[[ Supplied records open ]]
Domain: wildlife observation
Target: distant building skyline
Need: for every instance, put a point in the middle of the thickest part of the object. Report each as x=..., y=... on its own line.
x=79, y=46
[[ Supplied records closed ]]
[[ Supplied records open ]]
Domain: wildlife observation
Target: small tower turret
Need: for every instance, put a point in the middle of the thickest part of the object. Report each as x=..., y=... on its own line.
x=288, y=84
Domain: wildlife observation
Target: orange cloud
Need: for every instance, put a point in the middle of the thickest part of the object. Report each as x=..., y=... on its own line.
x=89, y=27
[[ Supplied records closed ]]
Your instructions:
How many lines in the data above contain the word "Target"? Reply with only that figure.

Answer box:
3